-- Quoted passage --

########################################

Oyster Stock Status 2018 In The Delaware Bay
Oysters are doing better and better according to Rich Wong, Biometrician, ( fishery scientist or marine biologist ), he gave a presentation last night on the status of Delaware’s oyster beds in the bay. Recruitment and spat growth is up and has been increasing since 2015. The quota for 2016 was 10,662 bushels, 2018 has been increased by almost forty-eight percent. the 2018 quota will be 16,341 bushels. Every year DNREC does surveys to see how much spat is being produced and at which bed locations. DNREC monitors oysters at 61 locations across 1,700 acres of oyster bottom. These are on the Delaware side of the bay, New Jersey has their own beds, and do their own surveys. Jersey also has ten times the amount of oyster beds as Delaware does. I was told this has to do with the geography of the Delaware Bay. This year’s quota is great news for Delaware watermen and the state.
The subject of aquaculturing oysters in the Delaware Bay came up last night and is being explored by DNREC and the commercial watermen. The general opinion I got from the crowd of few was that it is a good idea and no one seemed to have a problem with aquaculture. New Jersey allows oyster aquaculturing in the Delaware bay and some feel that a percentage of the spat recruitment is coming from the Jersey beds seeding the Delaware beds. Genetic testing needs to be done on the spat to determine where they are coming from. An aquaculture program for oysters in the Delaware bay would be a great idea and a good industry for our watermen and economy. The inland bays now has an aquaculture program, but it is still illegal to harvest wild oysters from the inland bays and lower waterways.

########################################

-- Dataset section --
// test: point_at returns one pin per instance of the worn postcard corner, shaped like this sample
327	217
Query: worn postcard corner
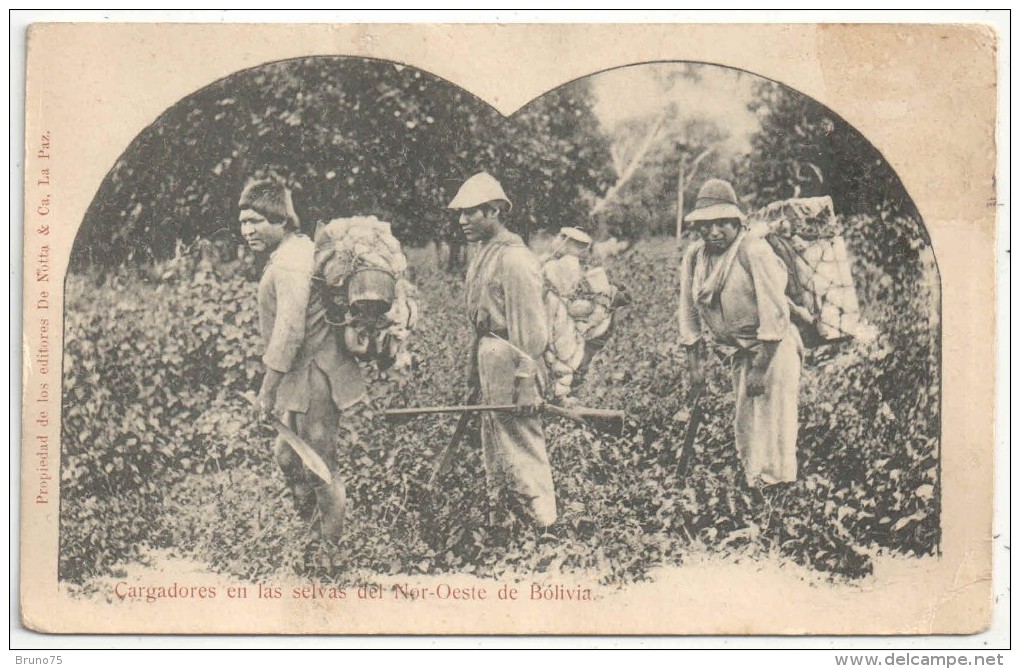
356	329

########################################

-- Your goal --
In the text on Delaware Bay oyster stocks, how many locations does DNREC monitor oysters at, and over how many acres?

-- Result of the exercise --
DNREC monitors oysters at 61 locations across 1,700 acres of oyster bottom.